Page extract >>
***
Pros: Earfuls of live piano music, but not a musical; a one-woman, uplifting and true account of a Jewish child sent to England by her parents to safeguard her from the Nazis.
Cons: The presentation lacks complexity and conflict; there’s too much piano-playing for the musically fainthearted or the theatre-goer seeking tension on the stage.
Don’t do what I did and fail to arrive at the St. James Theatre in time for the 7pm press night of The Pianist of Willesden Lane. Arriving just before 7.30pm, I was mortified to find the foyer empty except for two others in the same predicament; top marks to the theatre staff for managing to smuggle us in without disturbance. On the stage, American concert pianist Mona Golabek was coming to the end of a helpfully loud piece of music, and I was settled into my seat before she stepped away from the grand piano and began relating an emotionally-charged moment that occurred in Vienna’s train station in 1938. Mona Golabek becomes the child Lisa Jura and her parents are saying goodbye to her—they will never see each other again—before she departs for relative safety in Britain.
Lisa is just one of the nearly 10,000 mostly Jewish children who made the train journey that became known as the Kindertransport. It saved them from the Holocaust about to be unleashed across a Nazi-occupied Europe and they each travelled with one small suitcase. Each child was also assigned a number by which they would be identified on arrival in England. There is scope here for a parallel between Lisa’s journey and that of those who travelled by train to death camps. They also carried a suitcase of personal belongings and would also be identified by a number instead of a name. Such a parallel is not explored in The Pianist of Willesden Lane and it points to a central weakness in this play: it never really dives into the dark depths. Lisa’s life story is told with heartfelt conviction but any drama, especially one that touches on the Holocaust, requires at least some tension or uncertainty, and Lisa’s story unfolds largely without it.
***
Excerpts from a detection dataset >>
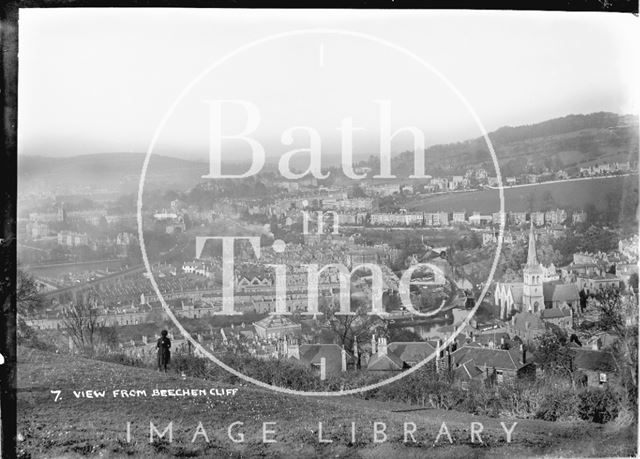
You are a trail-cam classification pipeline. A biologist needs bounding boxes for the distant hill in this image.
[388,112,638,177]
[18,112,638,197]
[18,153,208,193]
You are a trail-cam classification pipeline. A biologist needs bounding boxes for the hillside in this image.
[18,153,208,193]
[17,348,636,458]
[393,112,638,177]
[405,174,638,217]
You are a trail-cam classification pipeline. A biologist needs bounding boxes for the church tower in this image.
[522,221,544,313]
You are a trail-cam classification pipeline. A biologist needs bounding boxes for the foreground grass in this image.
[17,349,636,459]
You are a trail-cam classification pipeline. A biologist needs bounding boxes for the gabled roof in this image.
[453,361,482,381]
[387,342,436,363]
[573,348,616,372]
[367,352,404,371]
[300,344,353,373]
[451,346,525,371]
[254,315,300,329]
[542,281,580,302]
[512,311,545,331]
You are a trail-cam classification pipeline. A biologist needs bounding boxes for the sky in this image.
[18,8,640,164]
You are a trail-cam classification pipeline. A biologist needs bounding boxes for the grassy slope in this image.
[406,175,638,212]
[18,349,636,458]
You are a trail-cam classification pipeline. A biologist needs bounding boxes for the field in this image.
[406,175,638,212]
[17,348,636,459]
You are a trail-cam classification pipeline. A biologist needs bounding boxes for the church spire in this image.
[527,220,538,266]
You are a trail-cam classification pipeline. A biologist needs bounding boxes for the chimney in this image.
[378,338,387,355]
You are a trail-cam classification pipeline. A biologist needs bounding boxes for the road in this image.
[486,172,638,190]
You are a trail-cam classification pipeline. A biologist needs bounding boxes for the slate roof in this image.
[542,281,580,302]
[453,362,482,381]
[573,349,616,372]
[367,352,404,371]
[540,308,571,320]
[512,312,546,331]
[387,342,436,364]
[451,346,524,371]
[254,315,300,329]
[299,344,353,373]
[504,282,524,304]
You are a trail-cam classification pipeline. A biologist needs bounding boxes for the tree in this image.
[62,296,104,355]
[324,298,387,365]
[596,288,638,419]
[534,330,575,387]
[16,269,42,316]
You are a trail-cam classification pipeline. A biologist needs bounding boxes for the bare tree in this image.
[596,288,638,416]
[62,296,104,354]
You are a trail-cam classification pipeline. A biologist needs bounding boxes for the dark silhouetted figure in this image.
[156,330,171,373]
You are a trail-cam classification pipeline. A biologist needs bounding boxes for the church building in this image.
[494,223,580,320]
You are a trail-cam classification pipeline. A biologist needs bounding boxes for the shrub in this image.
[169,354,208,378]
[535,389,578,421]
[578,388,619,424]
[94,352,146,367]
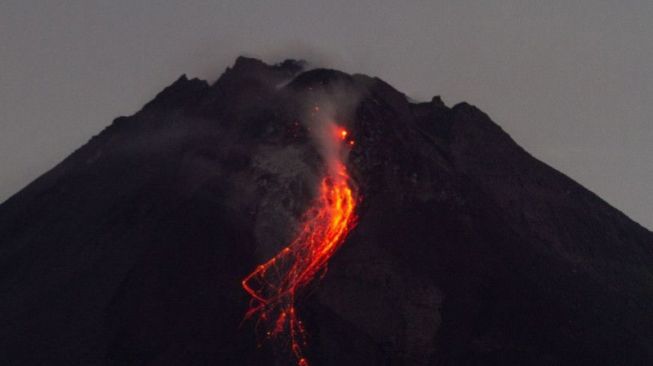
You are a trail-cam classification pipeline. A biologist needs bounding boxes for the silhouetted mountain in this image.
[0,58,653,366]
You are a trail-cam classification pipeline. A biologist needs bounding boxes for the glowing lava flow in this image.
[242,129,357,366]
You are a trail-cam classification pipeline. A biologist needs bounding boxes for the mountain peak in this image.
[0,57,653,366]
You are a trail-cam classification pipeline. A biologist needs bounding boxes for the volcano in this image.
[0,57,653,366]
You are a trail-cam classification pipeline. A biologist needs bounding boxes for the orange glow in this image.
[242,129,357,366]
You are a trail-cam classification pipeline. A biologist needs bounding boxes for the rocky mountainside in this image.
[0,58,653,366]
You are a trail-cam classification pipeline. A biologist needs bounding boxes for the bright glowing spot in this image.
[242,122,357,366]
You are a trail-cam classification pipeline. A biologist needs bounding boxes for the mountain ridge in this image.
[0,57,653,365]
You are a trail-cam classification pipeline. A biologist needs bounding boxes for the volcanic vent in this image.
[0,58,653,366]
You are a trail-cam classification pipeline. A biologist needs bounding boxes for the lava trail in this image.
[242,128,357,366]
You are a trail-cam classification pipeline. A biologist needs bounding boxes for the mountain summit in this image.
[0,57,653,366]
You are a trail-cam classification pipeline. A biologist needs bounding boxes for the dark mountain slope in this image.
[0,58,653,365]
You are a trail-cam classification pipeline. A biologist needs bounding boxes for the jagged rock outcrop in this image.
[0,58,653,365]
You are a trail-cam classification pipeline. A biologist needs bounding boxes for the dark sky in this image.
[0,0,653,228]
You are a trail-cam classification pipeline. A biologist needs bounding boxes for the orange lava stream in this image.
[242,150,357,366]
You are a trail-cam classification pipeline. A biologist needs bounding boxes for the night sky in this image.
[0,0,653,229]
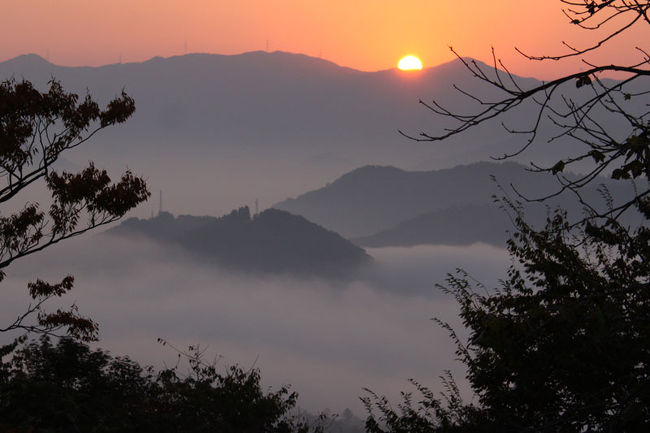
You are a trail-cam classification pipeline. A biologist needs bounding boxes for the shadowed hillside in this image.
[108,207,371,277]
[0,51,637,218]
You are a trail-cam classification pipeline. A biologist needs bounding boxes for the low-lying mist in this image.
[0,235,508,415]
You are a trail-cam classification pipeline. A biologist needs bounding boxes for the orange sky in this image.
[0,0,650,78]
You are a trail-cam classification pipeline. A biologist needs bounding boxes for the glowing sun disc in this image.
[397,56,422,71]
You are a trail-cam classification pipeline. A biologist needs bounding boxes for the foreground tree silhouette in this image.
[364,0,650,433]
[0,80,149,348]
[0,337,322,433]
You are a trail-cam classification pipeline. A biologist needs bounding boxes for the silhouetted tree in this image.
[403,0,650,218]
[364,0,650,433]
[0,80,149,348]
[0,336,320,433]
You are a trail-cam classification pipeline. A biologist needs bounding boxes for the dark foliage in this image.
[364,0,650,433]
[0,80,149,340]
[0,337,319,433]
[111,207,370,277]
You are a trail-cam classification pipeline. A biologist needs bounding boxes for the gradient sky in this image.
[0,0,648,78]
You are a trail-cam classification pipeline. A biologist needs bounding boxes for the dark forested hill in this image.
[275,162,631,240]
[0,52,636,219]
[352,204,513,247]
[108,207,371,277]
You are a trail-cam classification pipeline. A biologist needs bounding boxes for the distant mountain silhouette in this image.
[0,51,645,218]
[352,204,514,248]
[275,162,631,240]
[108,207,371,277]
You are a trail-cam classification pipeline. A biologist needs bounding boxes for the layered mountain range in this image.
[0,52,637,216]
[107,207,371,278]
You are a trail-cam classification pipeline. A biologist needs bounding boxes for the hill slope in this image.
[275,162,631,238]
[0,52,645,215]
[108,207,371,277]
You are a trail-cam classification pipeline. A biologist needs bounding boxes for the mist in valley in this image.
[0,234,508,415]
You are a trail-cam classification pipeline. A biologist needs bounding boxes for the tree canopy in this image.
[364,0,650,433]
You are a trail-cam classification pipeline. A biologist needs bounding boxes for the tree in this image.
[364,0,650,433]
[0,336,321,433]
[0,80,150,348]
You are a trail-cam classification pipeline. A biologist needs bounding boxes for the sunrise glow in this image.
***
Jobs >>
(a) Reproduce the passage of the review of The Pianist of Willesden Lane from "Pros: Earfuls of" up to and including "on the stage.".
(b) Pick up the review of The Pianist of Willesden Lane after its final sentence and keep writing.

Final answers >>
(a)
Pros: Earfuls of live piano music, but not a musical; a one-woman, uplifting and true account of a Jewish child sent to England by her parents to safeguard her from the Nazis.
Cons: The presentation lacks complexity and conflict; there’s too much piano-playing for the musically fainthearted or the theatre-goer seeking tension on the stage.

(b)
To be fair, this is a one-person show by a concert pianist — not an actor — and as the real-life daughter of Lisa Jura she brings to the production a personal and moving dimension that lifts it above a corny tale of hope and survival. Golabek plays the piano with extraordinary ability. The music provides the emotional register, signalling important narrative movements while moving from Beethoven to Bach, from Chopin to Rachmaninoff. Golabek is alone on stage with a grand piano, the only theatrical addition a series of projections onto screens behind her. Unfortunately, very little is added by the familiar images of bombs falling from planes or an unnecessary portrait of George VI. When the visuals improve, with portrayals of family members and other Kindertransport children, their projection and accompanying sound effects make minimum impact. But with Golabek’s powerful presence on stage, that’s a very small complaint.
Please note that, due to the reviewer missing part of the show, this review does not reflect the performance in its entirety.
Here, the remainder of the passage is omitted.